Description of the task: Every line from the one with "blue striped sock." to the end of the data needs to be copied exactly, and no line before it.

[Opening Exercise input section]

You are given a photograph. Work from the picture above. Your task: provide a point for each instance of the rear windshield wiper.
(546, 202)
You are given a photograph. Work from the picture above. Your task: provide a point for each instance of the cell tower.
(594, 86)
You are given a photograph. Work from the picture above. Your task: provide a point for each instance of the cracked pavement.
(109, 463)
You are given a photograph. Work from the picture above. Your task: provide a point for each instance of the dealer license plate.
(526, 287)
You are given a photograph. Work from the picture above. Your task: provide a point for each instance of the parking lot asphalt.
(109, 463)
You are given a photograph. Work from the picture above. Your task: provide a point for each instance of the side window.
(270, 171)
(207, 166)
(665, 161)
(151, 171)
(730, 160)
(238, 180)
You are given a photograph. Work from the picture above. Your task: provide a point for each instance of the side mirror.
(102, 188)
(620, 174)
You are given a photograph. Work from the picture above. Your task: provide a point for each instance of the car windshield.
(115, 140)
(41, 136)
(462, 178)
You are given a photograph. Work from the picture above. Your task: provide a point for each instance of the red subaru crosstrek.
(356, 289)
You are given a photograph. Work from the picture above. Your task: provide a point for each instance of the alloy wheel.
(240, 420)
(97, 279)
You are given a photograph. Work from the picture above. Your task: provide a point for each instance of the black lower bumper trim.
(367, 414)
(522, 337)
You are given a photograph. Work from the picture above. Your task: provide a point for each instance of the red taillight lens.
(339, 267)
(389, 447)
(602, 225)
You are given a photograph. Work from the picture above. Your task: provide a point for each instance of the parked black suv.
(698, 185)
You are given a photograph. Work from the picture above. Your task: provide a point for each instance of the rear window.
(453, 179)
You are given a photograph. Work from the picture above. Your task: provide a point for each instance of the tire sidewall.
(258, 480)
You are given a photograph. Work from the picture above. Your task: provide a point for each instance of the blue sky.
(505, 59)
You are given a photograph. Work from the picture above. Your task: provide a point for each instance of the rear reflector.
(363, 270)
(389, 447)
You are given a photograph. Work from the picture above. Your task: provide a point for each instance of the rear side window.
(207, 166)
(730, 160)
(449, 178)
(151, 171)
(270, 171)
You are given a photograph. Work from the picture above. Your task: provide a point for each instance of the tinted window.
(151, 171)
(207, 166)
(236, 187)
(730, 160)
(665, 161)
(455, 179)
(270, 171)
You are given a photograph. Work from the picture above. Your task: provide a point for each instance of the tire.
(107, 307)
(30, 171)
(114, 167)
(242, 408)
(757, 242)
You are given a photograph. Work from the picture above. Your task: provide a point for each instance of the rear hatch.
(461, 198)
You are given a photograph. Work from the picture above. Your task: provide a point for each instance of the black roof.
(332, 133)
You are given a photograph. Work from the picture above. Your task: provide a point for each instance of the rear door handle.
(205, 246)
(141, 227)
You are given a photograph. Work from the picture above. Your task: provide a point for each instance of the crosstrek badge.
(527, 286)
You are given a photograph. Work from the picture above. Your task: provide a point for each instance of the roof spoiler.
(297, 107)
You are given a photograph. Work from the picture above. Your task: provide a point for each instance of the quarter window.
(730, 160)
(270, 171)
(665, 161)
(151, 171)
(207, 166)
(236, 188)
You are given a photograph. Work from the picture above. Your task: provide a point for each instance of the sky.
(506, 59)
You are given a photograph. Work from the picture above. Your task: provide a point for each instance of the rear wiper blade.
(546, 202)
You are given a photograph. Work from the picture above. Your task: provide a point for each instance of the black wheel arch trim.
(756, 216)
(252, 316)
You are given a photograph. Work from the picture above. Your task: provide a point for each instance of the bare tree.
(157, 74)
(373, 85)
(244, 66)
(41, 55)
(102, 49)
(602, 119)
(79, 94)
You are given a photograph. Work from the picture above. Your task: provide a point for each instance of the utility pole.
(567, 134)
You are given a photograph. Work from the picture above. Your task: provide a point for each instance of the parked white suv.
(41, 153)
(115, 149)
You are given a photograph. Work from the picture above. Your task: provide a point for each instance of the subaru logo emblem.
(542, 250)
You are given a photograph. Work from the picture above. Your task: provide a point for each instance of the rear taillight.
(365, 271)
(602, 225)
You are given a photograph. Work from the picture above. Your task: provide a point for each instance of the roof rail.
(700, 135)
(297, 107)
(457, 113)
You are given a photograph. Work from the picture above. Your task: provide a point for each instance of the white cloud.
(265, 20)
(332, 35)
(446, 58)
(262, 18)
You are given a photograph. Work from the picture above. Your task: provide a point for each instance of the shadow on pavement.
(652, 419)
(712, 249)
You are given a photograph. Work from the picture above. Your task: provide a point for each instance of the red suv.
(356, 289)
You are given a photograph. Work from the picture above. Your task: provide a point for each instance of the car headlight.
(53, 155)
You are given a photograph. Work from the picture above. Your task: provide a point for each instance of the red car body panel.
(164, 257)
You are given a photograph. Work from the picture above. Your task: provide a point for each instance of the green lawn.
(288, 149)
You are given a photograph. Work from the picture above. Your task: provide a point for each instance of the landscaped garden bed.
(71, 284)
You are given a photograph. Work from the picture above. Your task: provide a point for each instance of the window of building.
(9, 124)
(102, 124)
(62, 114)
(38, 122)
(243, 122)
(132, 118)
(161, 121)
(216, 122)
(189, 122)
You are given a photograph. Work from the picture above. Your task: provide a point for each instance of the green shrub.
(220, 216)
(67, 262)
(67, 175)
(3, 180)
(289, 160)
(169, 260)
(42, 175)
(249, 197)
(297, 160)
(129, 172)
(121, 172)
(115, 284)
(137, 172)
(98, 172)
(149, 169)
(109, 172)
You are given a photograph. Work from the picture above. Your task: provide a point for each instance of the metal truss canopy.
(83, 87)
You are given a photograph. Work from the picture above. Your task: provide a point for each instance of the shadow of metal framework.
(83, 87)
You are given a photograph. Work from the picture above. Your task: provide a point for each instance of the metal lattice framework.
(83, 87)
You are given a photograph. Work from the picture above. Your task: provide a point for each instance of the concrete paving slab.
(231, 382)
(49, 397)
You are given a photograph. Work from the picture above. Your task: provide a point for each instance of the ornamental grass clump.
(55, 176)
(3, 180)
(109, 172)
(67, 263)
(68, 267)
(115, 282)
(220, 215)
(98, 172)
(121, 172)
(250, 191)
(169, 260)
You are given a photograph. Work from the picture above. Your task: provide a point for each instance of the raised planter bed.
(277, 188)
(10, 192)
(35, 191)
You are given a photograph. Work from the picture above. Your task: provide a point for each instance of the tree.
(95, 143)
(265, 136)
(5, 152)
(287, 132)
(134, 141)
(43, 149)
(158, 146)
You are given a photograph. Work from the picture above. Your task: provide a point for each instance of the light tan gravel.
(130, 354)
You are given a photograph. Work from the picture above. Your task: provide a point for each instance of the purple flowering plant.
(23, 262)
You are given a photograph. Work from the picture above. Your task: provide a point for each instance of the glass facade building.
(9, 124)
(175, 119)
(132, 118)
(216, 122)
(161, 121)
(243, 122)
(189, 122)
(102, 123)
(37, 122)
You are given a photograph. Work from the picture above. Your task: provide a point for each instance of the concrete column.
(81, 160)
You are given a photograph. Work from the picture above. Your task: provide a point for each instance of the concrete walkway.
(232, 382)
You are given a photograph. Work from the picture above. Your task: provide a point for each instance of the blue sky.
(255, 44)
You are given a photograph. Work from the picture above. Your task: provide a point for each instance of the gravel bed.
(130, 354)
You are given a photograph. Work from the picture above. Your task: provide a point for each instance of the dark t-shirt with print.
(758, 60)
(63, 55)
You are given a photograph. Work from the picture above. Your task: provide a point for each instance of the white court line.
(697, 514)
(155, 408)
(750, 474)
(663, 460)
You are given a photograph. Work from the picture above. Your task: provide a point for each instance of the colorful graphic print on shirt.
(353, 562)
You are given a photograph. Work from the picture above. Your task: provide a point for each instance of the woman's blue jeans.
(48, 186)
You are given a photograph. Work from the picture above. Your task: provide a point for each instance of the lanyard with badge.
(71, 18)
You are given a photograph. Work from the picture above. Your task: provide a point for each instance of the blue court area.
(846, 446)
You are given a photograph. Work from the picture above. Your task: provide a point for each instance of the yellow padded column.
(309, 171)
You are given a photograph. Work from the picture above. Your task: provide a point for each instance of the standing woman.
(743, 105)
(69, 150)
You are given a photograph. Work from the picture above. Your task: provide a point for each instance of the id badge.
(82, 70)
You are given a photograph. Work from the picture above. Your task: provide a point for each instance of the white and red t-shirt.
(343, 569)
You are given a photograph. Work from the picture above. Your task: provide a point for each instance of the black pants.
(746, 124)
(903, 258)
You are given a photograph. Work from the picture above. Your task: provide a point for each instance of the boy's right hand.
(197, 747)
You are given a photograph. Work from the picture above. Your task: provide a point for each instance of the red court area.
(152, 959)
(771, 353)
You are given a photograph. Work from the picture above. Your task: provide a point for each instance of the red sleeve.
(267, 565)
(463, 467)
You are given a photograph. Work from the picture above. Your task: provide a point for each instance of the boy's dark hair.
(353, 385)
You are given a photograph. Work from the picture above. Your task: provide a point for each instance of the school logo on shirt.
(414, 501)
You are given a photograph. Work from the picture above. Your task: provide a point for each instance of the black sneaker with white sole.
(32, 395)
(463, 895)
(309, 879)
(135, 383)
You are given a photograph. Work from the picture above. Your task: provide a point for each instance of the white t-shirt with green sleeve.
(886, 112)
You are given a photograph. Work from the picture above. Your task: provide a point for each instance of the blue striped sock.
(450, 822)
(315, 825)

[Closing Exercise input section]

Worked solution:
You are given a photograph. Work from the picture above. Your task: provide a point for each instance of the blue striped sock.
(450, 822)
(315, 825)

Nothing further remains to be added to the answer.